**TASK ITEM:** The listing below must be reproduced in full, exactly as written.

##### DATA SHOWN #####

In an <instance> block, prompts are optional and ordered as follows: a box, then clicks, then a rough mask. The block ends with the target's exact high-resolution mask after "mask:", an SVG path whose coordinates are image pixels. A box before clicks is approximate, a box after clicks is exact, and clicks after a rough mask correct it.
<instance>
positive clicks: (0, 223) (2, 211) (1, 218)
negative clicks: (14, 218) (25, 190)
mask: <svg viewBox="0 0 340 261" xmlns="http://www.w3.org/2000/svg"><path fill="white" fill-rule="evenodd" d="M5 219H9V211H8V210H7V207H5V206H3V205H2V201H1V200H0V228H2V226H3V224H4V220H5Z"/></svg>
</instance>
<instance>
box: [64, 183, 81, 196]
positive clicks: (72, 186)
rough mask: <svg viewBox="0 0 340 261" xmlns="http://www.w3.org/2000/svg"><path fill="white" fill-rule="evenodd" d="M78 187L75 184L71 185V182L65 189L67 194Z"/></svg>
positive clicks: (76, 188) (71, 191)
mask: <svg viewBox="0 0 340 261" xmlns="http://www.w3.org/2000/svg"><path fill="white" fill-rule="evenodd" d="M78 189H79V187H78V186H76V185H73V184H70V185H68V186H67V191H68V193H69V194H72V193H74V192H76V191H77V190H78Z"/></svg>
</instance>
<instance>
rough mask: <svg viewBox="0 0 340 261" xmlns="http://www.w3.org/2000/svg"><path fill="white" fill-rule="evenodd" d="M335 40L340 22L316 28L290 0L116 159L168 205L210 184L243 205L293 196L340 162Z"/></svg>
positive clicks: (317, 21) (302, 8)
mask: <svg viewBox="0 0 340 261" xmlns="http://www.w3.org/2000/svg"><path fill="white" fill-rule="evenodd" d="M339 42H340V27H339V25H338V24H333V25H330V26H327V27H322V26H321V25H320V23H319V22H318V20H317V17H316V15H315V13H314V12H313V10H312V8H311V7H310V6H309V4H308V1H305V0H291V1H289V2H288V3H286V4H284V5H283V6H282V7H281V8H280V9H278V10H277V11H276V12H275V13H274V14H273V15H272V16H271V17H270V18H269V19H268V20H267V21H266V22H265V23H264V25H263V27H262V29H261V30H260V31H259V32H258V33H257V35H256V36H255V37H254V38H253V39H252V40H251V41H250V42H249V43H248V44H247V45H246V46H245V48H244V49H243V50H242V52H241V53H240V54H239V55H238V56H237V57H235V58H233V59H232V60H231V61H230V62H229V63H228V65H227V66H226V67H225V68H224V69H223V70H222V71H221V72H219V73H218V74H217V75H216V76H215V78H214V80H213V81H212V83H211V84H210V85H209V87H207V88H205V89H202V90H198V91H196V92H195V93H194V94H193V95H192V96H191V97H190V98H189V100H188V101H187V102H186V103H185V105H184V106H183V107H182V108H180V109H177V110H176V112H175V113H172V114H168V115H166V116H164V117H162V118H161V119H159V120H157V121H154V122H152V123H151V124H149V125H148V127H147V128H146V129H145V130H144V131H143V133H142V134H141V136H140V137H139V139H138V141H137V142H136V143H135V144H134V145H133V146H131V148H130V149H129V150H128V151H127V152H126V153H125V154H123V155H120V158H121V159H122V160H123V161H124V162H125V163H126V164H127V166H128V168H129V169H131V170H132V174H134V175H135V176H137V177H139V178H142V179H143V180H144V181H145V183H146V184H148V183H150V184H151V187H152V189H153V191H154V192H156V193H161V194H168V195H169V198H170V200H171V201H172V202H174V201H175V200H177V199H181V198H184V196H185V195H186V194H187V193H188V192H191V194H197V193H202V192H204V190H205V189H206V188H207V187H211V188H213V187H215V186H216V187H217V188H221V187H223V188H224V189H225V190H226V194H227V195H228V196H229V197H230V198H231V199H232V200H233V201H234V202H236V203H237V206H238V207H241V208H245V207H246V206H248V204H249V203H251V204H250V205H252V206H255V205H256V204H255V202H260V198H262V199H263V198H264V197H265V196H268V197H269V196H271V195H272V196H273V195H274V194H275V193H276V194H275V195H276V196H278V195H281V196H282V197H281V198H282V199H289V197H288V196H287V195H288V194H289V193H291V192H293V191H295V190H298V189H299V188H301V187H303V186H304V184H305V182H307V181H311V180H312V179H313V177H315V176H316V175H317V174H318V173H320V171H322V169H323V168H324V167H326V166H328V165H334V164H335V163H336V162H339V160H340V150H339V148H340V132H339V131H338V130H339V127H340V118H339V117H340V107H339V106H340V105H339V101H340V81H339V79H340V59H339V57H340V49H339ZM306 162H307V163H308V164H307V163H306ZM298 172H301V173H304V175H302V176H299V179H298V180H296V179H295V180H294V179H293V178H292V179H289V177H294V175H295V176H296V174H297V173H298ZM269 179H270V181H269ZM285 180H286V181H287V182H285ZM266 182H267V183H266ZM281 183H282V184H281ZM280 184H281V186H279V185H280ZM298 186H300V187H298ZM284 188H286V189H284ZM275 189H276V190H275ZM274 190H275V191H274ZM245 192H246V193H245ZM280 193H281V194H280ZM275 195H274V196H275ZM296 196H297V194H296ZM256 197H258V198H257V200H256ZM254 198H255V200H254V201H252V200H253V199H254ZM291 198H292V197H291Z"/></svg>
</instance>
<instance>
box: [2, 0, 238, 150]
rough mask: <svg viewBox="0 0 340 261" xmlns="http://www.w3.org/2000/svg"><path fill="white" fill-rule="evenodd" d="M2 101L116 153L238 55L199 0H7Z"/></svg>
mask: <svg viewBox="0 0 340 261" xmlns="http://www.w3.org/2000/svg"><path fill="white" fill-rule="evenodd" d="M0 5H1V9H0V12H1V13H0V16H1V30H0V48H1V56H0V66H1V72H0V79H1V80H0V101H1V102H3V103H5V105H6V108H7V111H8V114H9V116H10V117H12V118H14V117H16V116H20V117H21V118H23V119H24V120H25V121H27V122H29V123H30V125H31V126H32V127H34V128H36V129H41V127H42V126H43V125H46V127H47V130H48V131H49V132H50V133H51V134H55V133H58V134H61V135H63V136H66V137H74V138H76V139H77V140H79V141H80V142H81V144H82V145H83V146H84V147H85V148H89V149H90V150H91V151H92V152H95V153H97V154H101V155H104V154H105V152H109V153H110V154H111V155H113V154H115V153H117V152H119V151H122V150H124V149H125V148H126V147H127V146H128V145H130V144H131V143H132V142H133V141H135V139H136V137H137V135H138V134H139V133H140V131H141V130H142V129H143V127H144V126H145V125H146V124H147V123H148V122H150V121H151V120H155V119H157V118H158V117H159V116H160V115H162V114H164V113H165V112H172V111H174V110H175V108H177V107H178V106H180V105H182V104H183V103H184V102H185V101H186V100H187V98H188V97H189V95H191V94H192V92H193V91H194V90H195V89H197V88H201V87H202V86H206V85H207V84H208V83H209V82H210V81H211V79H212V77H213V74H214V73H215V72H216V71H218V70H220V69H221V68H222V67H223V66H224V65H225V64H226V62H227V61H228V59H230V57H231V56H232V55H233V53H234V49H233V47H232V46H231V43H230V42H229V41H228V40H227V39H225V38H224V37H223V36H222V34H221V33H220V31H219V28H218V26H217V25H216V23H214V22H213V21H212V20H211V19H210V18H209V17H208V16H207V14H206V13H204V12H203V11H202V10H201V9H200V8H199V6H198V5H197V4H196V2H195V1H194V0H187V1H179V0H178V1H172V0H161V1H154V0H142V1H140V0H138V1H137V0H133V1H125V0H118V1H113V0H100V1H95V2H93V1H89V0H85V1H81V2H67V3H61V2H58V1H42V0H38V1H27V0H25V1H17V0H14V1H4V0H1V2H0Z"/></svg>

#####

**TASK OUTPUT:**
In an <instance> block, prompts are optional and ordered as follows: a box, then clicks, then a rough mask. The block ends with the target's exact high-resolution mask after "mask:", an SVG path whose coordinates are image pixels. A box before clicks is approximate, a box after clicks is exact, and clicks after a rough mask correct it.
<instance>
positive clicks: (0, 223) (2, 211) (1, 218)
negative clicks: (14, 218) (25, 190)
mask: <svg viewBox="0 0 340 261" xmlns="http://www.w3.org/2000/svg"><path fill="white" fill-rule="evenodd" d="M5 219H9V211H8V210H7V207H5V206H3V205H2V201H1V200H0V228H2V226H3V224H4V220H5Z"/></svg>
</instance>
<instance>
box: [64, 183, 81, 196]
positive clicks: (72, 186)
rough mask: <svg viewBox="0 0 340 261" xmlns="http://www.w3.org/2000/svg"><path fill="white" fill-rule="evenodd" d="M78 187L75 184L71 185V182L65 189L67 194Z"/></svg>
positive clicks: (76, 188) (71, 191)
mask: <svg viewBox="0 0 340 261" xmlns="http://www.w3.org/2000/svg"><path fill="white" fill-rule="evenodd" d="M78 189H79V187H78V186H76V185H73V184H70V185H68V186H67V191H68V193H69V194H72V193H74V192H76V191H77V190H78Z"/></svg>
</instance>
<instance>
rough mask: <svg viewBox="0 0 340 261" xmlns="http://www.w3.org/2000/svg"><path fill="white" fill-rule="evenodd" d="M335 40L340 22L316 28L290 0L116 159L168 205L210 184L243 205L293 196L340 162Z"/></svg>
positive clicks: (317, 21) (302, 8)
mask: <svg viewBox="0 0 340 261" xmlns="http://www.w3.org/2000/svg"><path fill="white" fill-rule="evenodd" d="M339 42H340V27H339V25H338V24H333V25H330V26H327V27H322V26H321V25H320V23H319V22H318V20H317V17H316V15H315V13H314V12H313V10H312V8H311V7H310V6H309V4H308V1H305V0H291V1H289V2H288V3H286V4H284V5H283V6H282V7H281V8H280V9H278V10H277V11H276V12H275V13H274V14H273V15H272V16H271V17H270V18H269V19H268V20H267V21H266V22H265V23H264V25H263V27H262V29H261V30H260V31H259V32H258V33H257V35H256V36H255V37H254V38H253V39H252V40H251V41H250V42H249V43H248V44H247V45H246V46H245V48H244V49H243V50H242V52H241V53H240V54H239V55H238V56H237V57H235V58H233V59H232V60H231V61H230V62H229V63H228V65H227V66H226V67H225V68H224V69H223V70H222V71H221V72H219V73H218V74H217V75H216V76H215V78H214V80H213V81H212V83H211V84H210V85H209V87H207V88H205V89H202V90H198V91H196V92H195V93H194V94H193V95H192V96H191V97H190V98H189V100H188V101H187V102H186V103H185V105H184V106H183V107H182V108H180V109H177V110H176V112H175V113H172V114H168V115H166V116H164V117H162V118H161V119H159V120H157V121H154V122H152V123H151V124H149V125H148V127H147V128H146V129H145V130H144V131H143V133H142V134H141V136H140V137H139V139H138V141H137V142H136V143H135V144H134V145H133V146H131V148H130V149H129V150H128V151H127V152H126V153H125V154H123V155H120V158H121V159H122V160H123V161H124V162H125V163H126V164H127V166H128V168H129V169H131V170H132V174H134V175H135V176H137V177H139V178H142V179H143V180H144V181H145V183H146V184H148V183H150V184H151V187H152V189H153V191H154V192H156V193H161V194H168V195H169V198H170V200H171V201H172V202H174V201H175V200H177V199H181V198H184V196H185V195H186V194H187V193H188V192H191V194H197V193H202V192H204V190H205V189H206V188H207V187H211V188H213V187H215V186H216V187H217V188H221V187H223V188H224V189H225V190H226V194H227V195H228V196H229V197H230V198H231V199H232V200H233V201H234V202H236V203H237V206H238V207H241V208H245V207H246V206H248V204H249V203H251V204H250V205H252V206H255V205H256V204H255V202H260V198H262V199H263V198H264V197H265V196H268V197H269V196H271V195H272V196H273V195H274V194H275V193H276V194H275V195H276V196H278V195H281V196H282V197H281V198H282V199H289V197H288V196H287V195H288V194H289V193H291V192H293V191H295V190H298V189H299V188H301V187H303V186H304V184H305V182H307V181H311V180H312V179H313V177H315V176H316V175H317V174H318V173H320V171H322V169H323V168H324V167H326V166H328V165H334V164H335V163H336V162H339V160H340V150H339V148H340V132H339V131H338V130H339V127H340V118H339V117H340V107H339V106H340V105H339V101H340V81H339V79H340V59H339V57H340V49H339ZM306 162H307V163H308V164H307V163H306ZM298 172H301V173H304V175H302V176H299V179H298V180H296V179H295V180H294V179H293V178H292V179H289V177H294V175H295V176H296V174H297V173H298ZM269 179H270V181H269ZM285 180H286V181H287V182H285ZM266 182H267V183H266ZM281 183H282V184H281ZM280 184H281V186H279V185H280ZM298 186H300V187H298ZM284 188H286V189H284ZM275 189H276V190H275ZM274 190H275V191H274ZM245 192H246V193H245ZM280 193H281V194H280ZM275 195H274V196H275ZM296 196H297V194H296ZM256 197H258V198H257V200H256ZM254 198H255V200H254V201H252V200H253V199H254ZM291 198H292V197H291Z"/></svg>
</instance>
<instance>
box: [2, 0, 238, 150]
rough mask: <svg viewBox="0 0 340 261" xmlns="http://www.w3.org/2000/svg"><path fill="white" fill-rule="evenodd" d="M2 101L116 153L238 55L199 0H7Z"/></svg>
mask: <svg viewBox="0 0 340 261" xmlns="http://www.w3.org/2000/svg"><path fill="white" fill-rule="evenodd" d="M0 5H1V9H0V12H1V13H0V16H1V30H0V48H1V56H0V66H1V72H0V79H1V80H0V101H1V102H3V103H5V105H6V108H7V111H8V114H9V116H10V117H12V118H14V117H16V116H20V117H21V118H23V119H24V120H25V121H27V122H29V123H30V125H31V126H32V127H34V128H36V129H41V127H42V126H43V125H46V127H47V130H48V131H49V132H50V133H51V134H55V133H58V134H61V135H63V136H66V137H74V138H76V139H77V140H79V141H80V142H81V144H82V145H83V146H84V147H85V148H89V149H90V150H91V151H92V152H95V153H97V154H101V155H104V154H105V152H109V153H110V154H111V155H113V154H115V153H117V152H119V151H122V150H124V149H125V148H126V147H127V146H128V145H130V144H131V143H132V142H133V141H135V139H136V137H137V135H138V134H139V133H140V131H141V130H142V129H143V127H144V126H145V125H146V124H147V123H148V122H150V121H151V120H155V119H157V118H158V117H159V116H160V115H162V114H164V113H165V112H172V111H174V110H175V108H177V107H178V106H180V105H182V104H183V103H184V102H185V101H186V100H187V98H188V97H189V95H191V94H192V92H193V91H194V90H195V89H197V88H201V87H202V86H206V85H207V84H208V83H209V82H210V81H211V79H212V77H213V74H214V73H215V72H216V71H218V70H220V69H221V68H222V67H223V66H224V65H225V64H226V62H227V61H228V59H230V57H231V56H232V55H233V53H234V49H233V47H232V46H231V43H230V42H229V41H228V40H227V39H225V38H224V37H223V36H222V34H221V33H220V31H219V28H218V26H217V25H216V23H214V22H213V21H212V20H211V19H210V18H209V17H208V16H207V14H206V13H204V12H203V11H202V10H201V9H200V8H199V6H198V5H197V4H196V2H195V1H194V0H187V1H179V0H178V1H172V0H161V1H154V0H142V1H140V0H138V1H137V0H133V1H125V0H118V1H113V0H100V1H95V2H93V1H89V0H85V1H81V2H67V3H61V2H58V1H42V0H38V1H27V0H25V1H17V0H14V1H4V0H1V2H0Z"/></svg>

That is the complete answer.